━━━━━ TEXT SEGMENT ━━━━━

A Fine Man Once Said:

"Part of the 10 million I spent on gambling, part of it on booze, and part of it on women. The rest I spent foolishly."

- George Raft





Monday, July 11, 2011

The Night Mayor: James J. Walker

James J. Walker, Mayor of New York City, 1926-1932

          By 1926, the Big Town had been engulfed in bad booze and hot jazz for over 5 years. It truly was an era of wonderful nonsense, and Jimmy Walker was the perfect man to preside over the close of what Paul Sann called "the lawless decade."

         A graduate of Xavier High School, Walker was a Roaring '20's Irish dandy from Greenwich Village who took full advantage of all the city had to offer. Despite a 14-year legislative record in the New York State Assembly and State Senate (prior to his political career, he had achieved some prominence as a songwriter of such pop classics as "Will You Love Me In December As You Do In May"), Walker appeared quite disinterested in such a mundane activity as municipal governance. Nevertheless, he did manage to compile a few legislative victories during his tenure - in keeping with some of his favorite pasttimes, Walker wrote the bills that legalized boxing in New York and allowed theatres to remain open on Sundays. Along the way, he also championed the 5-cent fare, the 8-hour work day for women, workers compensation, and tenement laws.

━━━━━

GIVEN EXERCISE 1: Summarize the piece on Jimmy Walker in two sentences.

━━━━━ RECORDS SUPPLIED ━━━━━

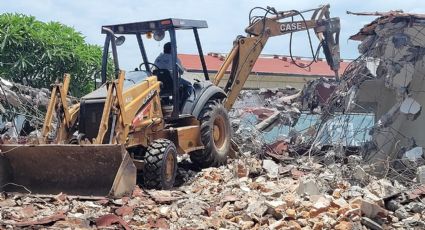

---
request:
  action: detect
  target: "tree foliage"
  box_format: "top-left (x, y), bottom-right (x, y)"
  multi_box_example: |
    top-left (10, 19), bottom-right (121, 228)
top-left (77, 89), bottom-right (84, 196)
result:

━━━━━
━━━━━ RECORDS SUPPLIED ━━━━━

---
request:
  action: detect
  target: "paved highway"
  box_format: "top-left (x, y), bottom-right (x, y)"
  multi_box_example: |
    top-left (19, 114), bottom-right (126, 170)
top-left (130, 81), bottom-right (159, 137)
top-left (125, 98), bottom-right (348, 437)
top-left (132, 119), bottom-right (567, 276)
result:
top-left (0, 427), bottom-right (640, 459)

━━━━━

GIVEN EXERCISE 2: Find each line in the entries that contains the word "left", and copy those lines. Match the case of the letters.

TASK ANSWER 1: James J. Walker, a Greenwich Village dandy who had been a songwriter and spent 14 years in the New York State Assembly and State Senate, was Mayor of New York City from 1926 to 1932 and seemed uninterested in the work of running the city. Even so, he wrote the bills that legalized boxing in New York and let theatres stay open on Sundays, and he championed the 5-cent fare, the 8-hour work day for women, workers compensation, and tenement laws.

TASK ANSWER 2:
  box_format: "top-left (x, y), bottom-right (x, y)"
    top-left (10, 19), bottom-right (121, 228)
top-left (77, 89), bottom-right (84, 196)
  box_format: "top-left (x, y), bottom-right (x, y)"
    top-left (19, 114), bottom-right (126, 170)
top-left (130, 81), bottom-right (159, 137)
top-left (125, 98), bottom-right (348, 437)
top-left (132, 119), bottom-right (567, 276)
top-left (0, 427), bottom-right (640, 459)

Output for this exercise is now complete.